+++ ITEMS +++

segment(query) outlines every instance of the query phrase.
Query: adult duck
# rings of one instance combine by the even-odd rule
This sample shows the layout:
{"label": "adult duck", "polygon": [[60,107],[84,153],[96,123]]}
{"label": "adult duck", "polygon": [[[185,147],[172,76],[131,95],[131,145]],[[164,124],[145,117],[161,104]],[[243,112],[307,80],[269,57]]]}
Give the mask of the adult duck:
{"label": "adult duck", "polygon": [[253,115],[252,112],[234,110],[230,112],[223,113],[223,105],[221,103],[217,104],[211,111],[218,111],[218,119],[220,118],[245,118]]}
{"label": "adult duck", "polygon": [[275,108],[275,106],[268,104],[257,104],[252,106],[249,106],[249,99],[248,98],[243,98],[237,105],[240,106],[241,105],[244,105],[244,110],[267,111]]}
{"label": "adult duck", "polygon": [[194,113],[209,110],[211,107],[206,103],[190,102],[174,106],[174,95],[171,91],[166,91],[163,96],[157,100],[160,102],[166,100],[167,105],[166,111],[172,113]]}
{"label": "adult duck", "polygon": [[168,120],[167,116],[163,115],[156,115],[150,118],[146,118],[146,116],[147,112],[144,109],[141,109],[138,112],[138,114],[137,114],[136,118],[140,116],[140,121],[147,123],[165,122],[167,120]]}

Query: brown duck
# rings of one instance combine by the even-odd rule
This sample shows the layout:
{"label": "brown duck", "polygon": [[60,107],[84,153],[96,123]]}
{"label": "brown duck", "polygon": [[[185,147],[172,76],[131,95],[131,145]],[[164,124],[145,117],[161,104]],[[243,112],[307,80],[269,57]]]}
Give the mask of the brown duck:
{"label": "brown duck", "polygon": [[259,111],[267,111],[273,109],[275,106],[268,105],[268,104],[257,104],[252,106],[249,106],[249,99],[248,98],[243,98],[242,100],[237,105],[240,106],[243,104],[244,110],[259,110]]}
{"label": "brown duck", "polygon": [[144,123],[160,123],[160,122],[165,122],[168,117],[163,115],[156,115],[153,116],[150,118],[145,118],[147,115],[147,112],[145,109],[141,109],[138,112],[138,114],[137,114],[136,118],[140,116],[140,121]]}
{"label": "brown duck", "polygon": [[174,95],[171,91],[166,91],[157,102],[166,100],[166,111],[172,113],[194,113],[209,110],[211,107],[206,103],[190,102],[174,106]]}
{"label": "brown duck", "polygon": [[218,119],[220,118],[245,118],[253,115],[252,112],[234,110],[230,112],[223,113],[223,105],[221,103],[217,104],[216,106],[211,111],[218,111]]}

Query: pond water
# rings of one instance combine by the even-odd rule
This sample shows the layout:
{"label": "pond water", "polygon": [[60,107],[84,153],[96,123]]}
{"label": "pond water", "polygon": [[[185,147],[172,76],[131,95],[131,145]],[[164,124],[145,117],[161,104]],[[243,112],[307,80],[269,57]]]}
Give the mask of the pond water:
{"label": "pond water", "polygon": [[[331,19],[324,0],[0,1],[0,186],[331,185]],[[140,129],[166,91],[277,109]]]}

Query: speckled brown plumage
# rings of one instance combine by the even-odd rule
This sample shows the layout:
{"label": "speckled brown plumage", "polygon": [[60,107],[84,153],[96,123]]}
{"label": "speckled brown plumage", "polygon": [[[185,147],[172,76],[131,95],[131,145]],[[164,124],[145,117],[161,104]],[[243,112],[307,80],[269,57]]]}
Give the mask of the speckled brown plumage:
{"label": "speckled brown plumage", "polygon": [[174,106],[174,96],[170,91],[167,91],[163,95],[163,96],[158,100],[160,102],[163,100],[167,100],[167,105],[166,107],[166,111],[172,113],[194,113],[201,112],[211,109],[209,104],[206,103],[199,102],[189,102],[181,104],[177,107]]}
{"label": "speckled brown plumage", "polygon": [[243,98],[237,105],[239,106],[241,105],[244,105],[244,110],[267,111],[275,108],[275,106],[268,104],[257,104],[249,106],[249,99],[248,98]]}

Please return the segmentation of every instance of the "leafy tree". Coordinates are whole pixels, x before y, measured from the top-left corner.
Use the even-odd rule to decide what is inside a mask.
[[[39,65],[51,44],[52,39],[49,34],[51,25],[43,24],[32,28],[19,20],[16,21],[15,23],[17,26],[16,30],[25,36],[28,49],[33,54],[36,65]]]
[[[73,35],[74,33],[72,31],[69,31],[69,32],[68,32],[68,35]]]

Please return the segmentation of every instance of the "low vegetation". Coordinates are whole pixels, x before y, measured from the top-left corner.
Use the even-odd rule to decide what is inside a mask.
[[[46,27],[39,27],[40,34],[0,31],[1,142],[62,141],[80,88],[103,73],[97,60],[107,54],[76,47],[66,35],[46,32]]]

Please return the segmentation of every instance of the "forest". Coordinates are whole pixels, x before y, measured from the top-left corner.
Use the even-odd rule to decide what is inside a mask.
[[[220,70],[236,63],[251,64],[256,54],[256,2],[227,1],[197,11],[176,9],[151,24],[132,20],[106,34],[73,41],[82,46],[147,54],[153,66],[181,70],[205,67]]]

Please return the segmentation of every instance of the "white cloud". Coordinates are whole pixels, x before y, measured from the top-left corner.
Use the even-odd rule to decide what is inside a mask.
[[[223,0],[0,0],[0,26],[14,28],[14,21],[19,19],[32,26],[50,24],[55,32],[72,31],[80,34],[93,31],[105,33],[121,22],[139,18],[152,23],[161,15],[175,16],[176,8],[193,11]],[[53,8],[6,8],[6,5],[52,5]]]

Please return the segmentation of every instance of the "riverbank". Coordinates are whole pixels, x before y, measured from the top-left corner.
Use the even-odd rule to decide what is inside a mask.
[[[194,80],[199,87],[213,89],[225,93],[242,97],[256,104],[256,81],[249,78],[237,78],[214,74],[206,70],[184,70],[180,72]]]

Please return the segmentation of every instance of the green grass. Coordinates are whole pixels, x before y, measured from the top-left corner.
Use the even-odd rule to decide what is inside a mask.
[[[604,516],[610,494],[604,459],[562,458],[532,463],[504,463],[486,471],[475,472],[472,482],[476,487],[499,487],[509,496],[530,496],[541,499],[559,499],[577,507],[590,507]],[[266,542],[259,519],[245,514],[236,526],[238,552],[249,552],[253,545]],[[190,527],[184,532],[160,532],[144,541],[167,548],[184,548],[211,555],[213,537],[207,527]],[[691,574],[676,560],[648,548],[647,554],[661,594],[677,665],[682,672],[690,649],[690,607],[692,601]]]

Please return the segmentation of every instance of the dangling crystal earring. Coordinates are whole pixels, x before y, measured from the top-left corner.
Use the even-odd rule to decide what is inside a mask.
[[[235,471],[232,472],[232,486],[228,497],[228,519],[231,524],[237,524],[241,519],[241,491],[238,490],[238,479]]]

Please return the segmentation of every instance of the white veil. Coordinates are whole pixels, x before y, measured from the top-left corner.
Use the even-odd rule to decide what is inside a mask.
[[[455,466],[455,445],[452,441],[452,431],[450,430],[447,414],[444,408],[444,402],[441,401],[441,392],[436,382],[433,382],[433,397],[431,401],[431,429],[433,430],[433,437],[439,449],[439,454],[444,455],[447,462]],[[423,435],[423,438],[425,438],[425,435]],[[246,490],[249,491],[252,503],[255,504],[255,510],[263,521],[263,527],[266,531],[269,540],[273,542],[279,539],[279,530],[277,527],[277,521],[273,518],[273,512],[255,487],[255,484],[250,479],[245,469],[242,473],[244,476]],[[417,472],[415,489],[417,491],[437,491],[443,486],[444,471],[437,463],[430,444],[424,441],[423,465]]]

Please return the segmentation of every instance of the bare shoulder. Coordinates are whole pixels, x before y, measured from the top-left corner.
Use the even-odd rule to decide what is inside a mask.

+++

Rewrite the listing above as a numbered list, one line per item, leaving out the blank lines.

> _OUTPUT OF THE TASK_:
1. segment(query) outlines every instance of the query phrase.
2. Query: adult duck
3. # rings of one instance combine by the even-odd rule
4. This sample shows the layout:
5. {"label": "adult duck", "polygon": [[60,107],[84,153],[96,123]]}
6. {"label": "adult duck", "polygon": [[[185,147],[172,76],[131,95],[131,145]],[[164,124],[145,117],[161,104]],[[243,112],[307,80],[269,57]]]}
7. Give the mask of the adult duck:
8. {"label": "adult duck", "polygon": [[253,115],[252,112],[234,110],[230,112],[223,113],[223,105],[221,103],[217,104],[211,111],[218,111],[218,119],[220,118],[245,118]]}
9. {"label": "adult duck", "polygon": [[275,108],[275,106],[268,104],[257,104],[252,106],[249,106],[249,99],[248,98],[243,98],[237,105],[240,106],[241,105],[244,105],[244,110],[267,111]]}
10. {"label": "adult duck", "polygon": [[194,113],[209,110],[211,107],[206,103],[190,102],[174,106],[174,95],[171,91],[166,91],[163,96],[157,100],[160,102],[166,100],[167,105],[166,111],[172,113]]}
11. {"label": "adult duck", "polygon": [[168,120],[167,116],[163,115],[156,115],[150,118],[146,118],[146,116],[147,112],[144,109],[141,109],[138,112],[138,114],[137,114],[136,118],[140,116],[140,121],[147,123],[165,122],[167,120]]}
12. Query: brown duck
13. # rings of one instance combine by the even-odd rule
14. This sample shows the layout:
15. {"label": "brown duck", "polygon": [[60,107],[84,153],[96,123]]}
16. {"label": "brown duck", "polygon": [[[185,147],[172,76],[131,95],[131,145]],[[164,124],[145,117],[161,104]],[[243,112],[307,80],[269,57]]]}
17. Give the mask of the brown duck:
18. {"label": "brown duck", "polygon": [[259,111],[267,111],[273,109],[275,106],[268,105],[268,104],[257,104],[252,106],[249,106],[249,99],[248,98],[243,98],[242,100],[237,105],[240,106],[243,104],[244,110],[259,110]]}
19. {"label": "brown duck", "polygon": [[144,123],[160,123],[160,122],[165,122],[168,117],[163,115],[156,115],[153,116],[150,118],[145,118],[147,115],[147,112],[145,109],[141,109],[138,112],[138,114],[137,114],[136,118],[140,116],[140,121]]}
20. {"label": "brown duck", "polygon": [[174,95],[171,91],[166,91],[157,102],[166,100],[166,111],[172,113],[194,113],[209,110],[211,107],[206,103],[190,102],[174,106]]}
21. {"label": "brown duck", "polygon": [[218,119],[220,118],[245,118],[253,115],[252,112],[234,110],[230,112],[223,113],[223,105],[221,103],[217,104],[216,106],[211,111],[218,111]]}
22. Query: pond water
23. # rings of one instance combine by the even-odd rule
24. This sample shows the layout:
25. {"label": "pond water", "polygon": [[60,107],[84,153],[96,123]]}
26. {"label": "pond water", "polygon": [[[185,147],[172,76],[131,95],[131,145]],[[164,124],[145,117],[161,104]],[[243,112],[307,80],[269,57]]]}
27. Give the mask of the pond water:
28. {"label": "pond water", "polygon": [[[331,19],[324,0],[0,1],[0,186],[331,185]],[[140,129],[166,91],[277,109]]]}
29. Query: speckled brown plumage
30. # rings of one instance combine by the even-odd rule
31. This sample shows the layout:
32. {"label": "speckled brown plumage", "polygon": [[60,107],[84,153],[96,123]]}
33. {"label": "speckled brown plumage", "polygon": [[[185,147],[172,76],[131,95],[131,145]],[[164,124],[145,117],[161,104]],[[243,112],[307,80],[269,57]]]}
34. Give the mask of the speckled brown plumage:
35. {"label": "speckled brown plumage", "polygon": [[174,106],[174,96],[170,91],[167,91],[163,95],[163,96],[158,100],[160,102],[163,100],[167,100],[167,105],[166,107],[166,111],[172,113],[194,113],[201,112],[211,109],[209,104],[206,103],[199,102],[189,102],[181,104],[177,107]]}
36. {"label": "speckled brown plumage", "polygon": [[243,98],[237,105],[239,106],[241,105],[244,105],[244,110],[267,111],[275,108],[275,106],[268,104],[257,104],[249,106],[249,99],[248,98]]}
37. Please return the segmentation of every instance of the "leafy tree". Coordinates are whole pixels, x before y, measured from the top-left corner.
38. Use the even-odd rule to decide what is inside a mask.
39. [[[39,65],[51,44],[52,39],[49,34],[51,25],[43,24],[32,28],[19,20],[16,21],[15,23],[17,26],[16,30],[25,36],[28,49],[33,54],[36,65]]]
40. [[[73,35],[74,33],[72,31],[69,31],[69,32],[68,32],[68,35]]]
41. Please return the segmentation of every instance of the "low vegetation". Coordinates are whole pixels, x before y, measured from the top-left corner.
42. Use the even-odd rule to decide what is inside a mask.
43. [[[46,27],[39,27],[40,34],[0,31],[1,142],[62,141],[80,88],[103,73],[97,60],[107,54],[76,47],[66,35],[46,32]]]
44. Please return the segmentation of every instance of the "forest". Coordinates are whole pixels, x before y, measured from the top-left corner.
45. Use the even-odd rule to decide what is inside a mask.
46. [[[220,70],[236,63],[251,64],[256,54],[256,2],[227,1],[197,11],[176,9],[151,24],[132,20],[106,34],[73,41],[82,46],[147,54],[153,66],[181,70],[205,67]]]
47. Please return the segmentation of every instance of the "white cloud". Coordinates are whole pixels, x before y, measured from the top-left corner.
48. Use the even-odd rule to decide what is inside a mask.
49. [[[223,0],[0,0],[0,26],[14,28],[14,21],[19,19],[32,26],[50,24],[55,32],[72,31],[80,34],[93,31],[105,33],[121,22],[139,18],[152,23],[161,15],[175,16],[176,8],[193,11]],[[53,8],[6,8],[6,5],[52,5]]]
50. Please return the segmentation of every instance of the "riverbank". Coordinates are whole pixels, x before y, measured from the top-left corner.
51. Use the even-odd rule to decide what is inside a mask.
52. [[[194,80],[199,87],[213,89],[225,93],[242,97],[256,104],[256,81],[249,78],[237,78],[214,74],[206,70],[184,70],[180,72]]]
53. Please return the segmentation of every instance of the green grass. Coordinates are whole pixels, x before y, measured from the top-left corner.
54. Use the even-odd rule to decide what is inside a mask.
55. [[[604,516],[610,494],[604,459],[562,458],[532,463],[504,463],[486,471],[475,472],[472,482],[476,487],[499,487],[509,496],[530,496],[541,499],[559,499],[577,507],[590,507]],[[266,542],[259,519],[245,514],[236,526],[238,552],[249,552],[253,545]],[[190,527],[184,532],[160,532],[144,541],[167,548],[184,548],[211,555],[213,537],[207,527]],[[691,574],[676,560],[648,548],[647,554],[661,594],[677,665],[682,672],[690,649],[690,607],[692,601]]]
56. Please return the segmentation of every instance of the dangling crystal earring. Coordinates are whole pixels, x before y, measured from the top-left corner.
57. Use the even-odd rule to decide what is inside a mask.
58. [[[235,471],[232,472],[232,486],[228,497],[228,519],[231,524],[237,524],[241,519],[241,491],[238,490],[238,479]]]
59. Please return the segmentation of every instance of the white veil. Coordinates are whole pixels, x before y, measured from the top-left corner.
60. Use the even-odd rule to decide what is inside a mask.
61. [[[455,466],[455,445],[452,441],[452,431],[450,430],[447,414],[444,408],[444,402],[441,401],[441,392],[436,382],[433,382],[433,397],[431,401],[431,429],[433,430],[433,437],[439,449],[439,454],[444,455],[447,462]],[[423,435],[423,438],[425,438],[425,435]],[[246,490],[249,491],[252,503],[255,504],[255,510],[263,521],[263,527],[266,531],[269,540],[273,542],[279,539],[279,530],[277,527],[277,521],[273,518],[273,512],[255,487],[255,484],[250,479],[245,469],[242,473],[244,476]],[[417,472],[415,489],[417,491],[437,491],[443,486],[444,471],[437,463],[430,444],[424,441],[423,465]]]
62. Please return the segmentation of every instance of the bare shoulder. Coordinates are whole pixels, x before y, measured from the top-left corner.
63. Use the even-odd rule to decide what is inside a mask.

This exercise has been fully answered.